Extract provided —
Drilling Down on the TAA Model’s Real-time Performance
My vol. trading is a big return generator today, but I recognize that I’m exploiting market imbalances that may not exist long-term.
On the other hand, TAA isn’t going to light the world on fire, but I can rest well knowing that we’re chasing opportunities that have existed for a century and more.
The TAA model has underperformed its benchmark in the 19 mos since inception.
As I’ve shown before, the model would historically have gone through long periods of underperforming, especially when the benchmark has been strong. This is a “generational” model, and I’m much more concerned with returns over the next decades than any one month or year.
But I think it’s still a worthwhile exercise to drill down on where the model has done well and not so well, and where it could be better.
Things the Model has Done Well
I’ve held U.S. Treasuries (IEF) and Gold (GLD) for most of the last 19 months. Those trades have done well – so well that ALL of the model’s returns since inception have come from just those two asset classes.
Things the Model has NOT Done Well
The model has done a poor job at both selecting specific equity asset classes to invest in AND timing the % of the portfolio to invest in equities each month.

Problems to work on —
**A.** List every section heading in the post on the TAA model's performance.
**B.** Supply what comes next in the post on the TAA model's performance, picking up right after its last sentence.
The listing after this point comes from a separate source and is unrelated to the post.

Data provided —
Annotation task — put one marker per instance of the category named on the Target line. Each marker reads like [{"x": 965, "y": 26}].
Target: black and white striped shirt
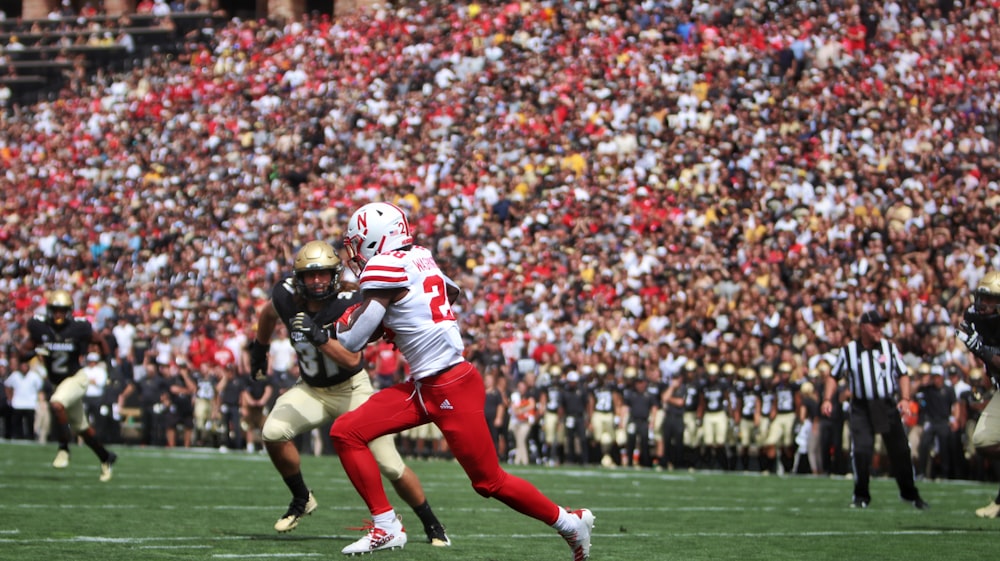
[{"x": 872, "y": 374}]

Task-by-task outputs —
**A.**
Drilling Down on the TAA Model’s Real-time Performance
Things the Model has Done Well
Things the Model has NOT Done Well

**B.**
Note that when I say equity asset classes I include real estate (VNQ) and commodities (GSG), because in today’s market, all are highly correlated.
To illustrate, in the graph below I’ve shown two portfolios. The first (grey) are the model’s actual “equity-driven” returns. The second (blue) are the results of simply investing in the volatility-adjusted equivalent of the S&P 500 (SPY) each month.
What I’m testing is the model’s success in picking specific equity asset classes (grey), versus just dumping each month’s equity exposure in to the S&P 500 (blue).
The fact that the grey line consistently trails the blue means that the model has done a bad job selecting equity asset classes.
A bit of that is due to bad luck (ex. taking a big position in EWJ right before the Tohoku earthquake), but most of it is bad timing.
But the suck doesn’t stop there.
Recall the blue line in the graph above, which is a different % of the portfolio invested in SPY each month. What if I just took the average exposure of all months, and invested it on day one. Here I’m testing the model’s success timing the % of the portfolio to invest in equities each month.
The fact that the blue line (slightly) trails the red means that the model has also done a bad job timing the % of the portfolio to invest in equities.
The first of these shortcomings (selecting the specific asset class) is an issue I need to continue analyzing. The model would have been better off just plowing equity exposure into the S&P 500 most months so far and that’s unacceptable.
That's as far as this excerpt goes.